[Referring expression data]
════════════════
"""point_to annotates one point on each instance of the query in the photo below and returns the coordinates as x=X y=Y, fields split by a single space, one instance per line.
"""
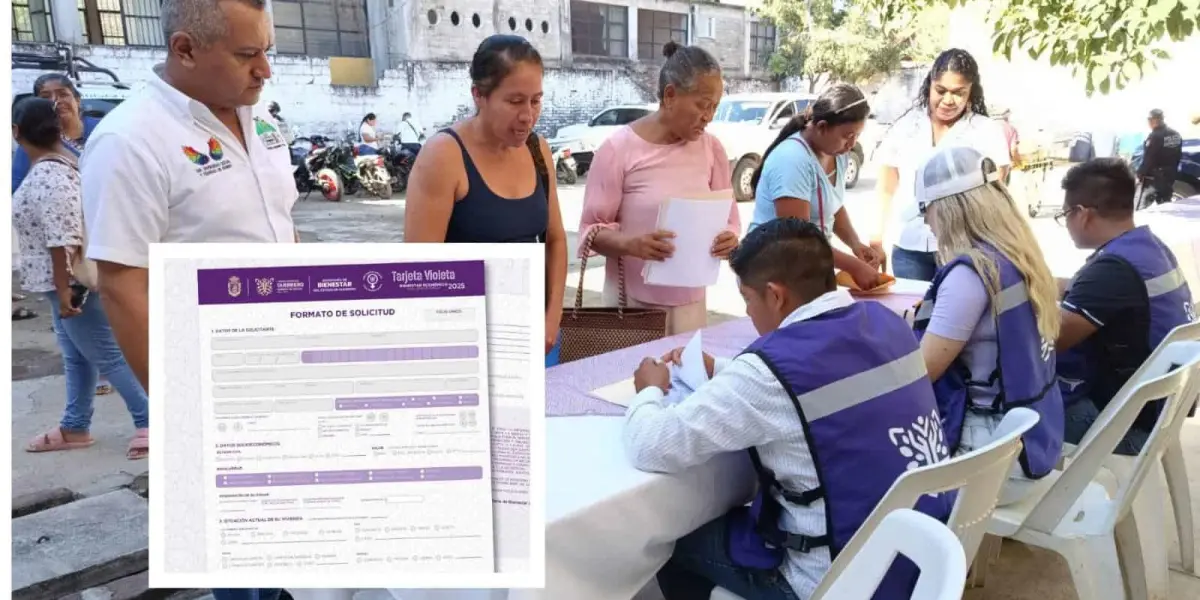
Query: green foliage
x=1108 y=42
x=851 y=42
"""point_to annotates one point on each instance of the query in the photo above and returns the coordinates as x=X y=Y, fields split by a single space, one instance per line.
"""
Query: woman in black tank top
x=503 y=192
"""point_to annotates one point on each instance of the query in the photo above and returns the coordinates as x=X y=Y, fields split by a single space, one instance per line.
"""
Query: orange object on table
x=847 y=281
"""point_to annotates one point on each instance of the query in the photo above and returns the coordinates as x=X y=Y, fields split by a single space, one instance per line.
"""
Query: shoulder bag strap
x=539 y=163
x=821 y=174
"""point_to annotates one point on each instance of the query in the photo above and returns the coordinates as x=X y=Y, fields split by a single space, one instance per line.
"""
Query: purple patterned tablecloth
x=569 y=387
════════════════
Exercise — Output nothing but the lines from the one with "Query: woman in black tank top" through the last line above, each exactly as it stands.

Your response —
Query: woman in black tank top
x=503 y=192
"""point_to annotates one point on each instance of the query in the photo above and returns the coordinates as x=X y=Y, fields split by a single space, one instance per line.
"""
Query: orange object on table
x=847 y=281
"""point_to annotates one point on each instance of the query in the photo above and returns the coordinates as x=X y=Y, fields split by a single space, one instance per line.
"""
Query: shoulder bag strap
x=539 y=163
x=821 y=174
"""point_to annotates one point on each instance of the query in the photo above and returns the coordinates as x=X y=Y, fields split by a single space, one instance per line.
"""
Query: purple patterned tablecloth
x=569 y=387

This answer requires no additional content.